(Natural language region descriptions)
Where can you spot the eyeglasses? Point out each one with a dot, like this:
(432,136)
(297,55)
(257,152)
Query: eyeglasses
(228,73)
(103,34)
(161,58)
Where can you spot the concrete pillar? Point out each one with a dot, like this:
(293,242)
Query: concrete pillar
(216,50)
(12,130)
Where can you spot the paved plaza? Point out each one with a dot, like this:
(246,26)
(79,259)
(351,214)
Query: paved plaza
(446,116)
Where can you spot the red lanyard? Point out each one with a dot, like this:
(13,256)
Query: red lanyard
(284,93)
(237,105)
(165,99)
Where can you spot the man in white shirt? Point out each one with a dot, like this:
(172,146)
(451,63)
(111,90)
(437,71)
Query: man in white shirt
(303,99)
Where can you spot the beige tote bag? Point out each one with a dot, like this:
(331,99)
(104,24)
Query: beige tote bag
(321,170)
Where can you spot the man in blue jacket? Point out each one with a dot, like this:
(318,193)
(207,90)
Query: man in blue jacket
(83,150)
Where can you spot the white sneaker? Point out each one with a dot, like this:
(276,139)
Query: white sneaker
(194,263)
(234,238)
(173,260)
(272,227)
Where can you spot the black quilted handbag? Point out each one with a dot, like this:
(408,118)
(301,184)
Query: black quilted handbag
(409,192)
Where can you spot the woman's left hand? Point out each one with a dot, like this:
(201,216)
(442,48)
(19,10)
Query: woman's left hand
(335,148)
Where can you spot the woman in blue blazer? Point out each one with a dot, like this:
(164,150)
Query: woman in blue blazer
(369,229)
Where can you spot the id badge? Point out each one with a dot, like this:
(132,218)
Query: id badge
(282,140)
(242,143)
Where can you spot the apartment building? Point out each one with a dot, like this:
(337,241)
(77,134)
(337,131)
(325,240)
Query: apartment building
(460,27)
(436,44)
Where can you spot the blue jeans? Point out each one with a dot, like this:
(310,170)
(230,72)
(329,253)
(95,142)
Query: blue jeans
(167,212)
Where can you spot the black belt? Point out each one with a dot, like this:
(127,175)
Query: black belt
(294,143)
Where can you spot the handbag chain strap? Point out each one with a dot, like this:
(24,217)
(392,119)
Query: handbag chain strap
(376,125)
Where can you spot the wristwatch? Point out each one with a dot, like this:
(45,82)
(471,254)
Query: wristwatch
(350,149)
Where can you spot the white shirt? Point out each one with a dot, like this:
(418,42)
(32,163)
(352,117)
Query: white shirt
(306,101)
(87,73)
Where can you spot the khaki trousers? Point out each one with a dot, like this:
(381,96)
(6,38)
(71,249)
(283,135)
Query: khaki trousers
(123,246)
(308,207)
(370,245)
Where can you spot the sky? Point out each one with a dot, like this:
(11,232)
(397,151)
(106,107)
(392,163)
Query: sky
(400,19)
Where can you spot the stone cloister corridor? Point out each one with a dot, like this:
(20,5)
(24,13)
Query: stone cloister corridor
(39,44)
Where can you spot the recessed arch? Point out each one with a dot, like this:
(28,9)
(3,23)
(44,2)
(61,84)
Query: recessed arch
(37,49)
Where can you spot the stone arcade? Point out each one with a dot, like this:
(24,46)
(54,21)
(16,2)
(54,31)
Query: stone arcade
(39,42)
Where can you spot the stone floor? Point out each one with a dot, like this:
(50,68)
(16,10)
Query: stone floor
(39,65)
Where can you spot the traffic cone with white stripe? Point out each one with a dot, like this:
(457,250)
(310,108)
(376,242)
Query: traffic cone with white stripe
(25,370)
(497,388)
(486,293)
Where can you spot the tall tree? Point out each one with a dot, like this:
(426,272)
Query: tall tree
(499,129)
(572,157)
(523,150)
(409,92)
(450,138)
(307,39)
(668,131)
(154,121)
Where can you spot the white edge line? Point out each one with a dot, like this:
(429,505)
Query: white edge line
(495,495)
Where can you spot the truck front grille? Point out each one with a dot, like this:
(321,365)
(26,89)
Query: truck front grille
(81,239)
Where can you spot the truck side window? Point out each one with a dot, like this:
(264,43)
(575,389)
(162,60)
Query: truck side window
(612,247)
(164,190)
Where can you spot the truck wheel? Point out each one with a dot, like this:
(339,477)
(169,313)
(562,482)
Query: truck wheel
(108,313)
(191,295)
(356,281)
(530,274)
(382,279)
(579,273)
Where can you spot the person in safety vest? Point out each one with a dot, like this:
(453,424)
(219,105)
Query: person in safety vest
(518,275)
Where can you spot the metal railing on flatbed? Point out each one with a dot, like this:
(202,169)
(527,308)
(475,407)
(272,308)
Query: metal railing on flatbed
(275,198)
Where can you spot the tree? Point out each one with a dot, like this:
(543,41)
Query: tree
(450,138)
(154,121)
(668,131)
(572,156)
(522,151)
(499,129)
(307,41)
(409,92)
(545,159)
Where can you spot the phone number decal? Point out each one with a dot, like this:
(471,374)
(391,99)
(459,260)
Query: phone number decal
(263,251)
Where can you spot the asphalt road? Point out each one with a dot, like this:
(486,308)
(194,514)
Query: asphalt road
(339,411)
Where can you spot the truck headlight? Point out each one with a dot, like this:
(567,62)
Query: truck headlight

_TASK REQUIREMENTS_: Count every line in the records that holds "headlight" and give that count by itself.

_WRITTEN RESPONSE_: 2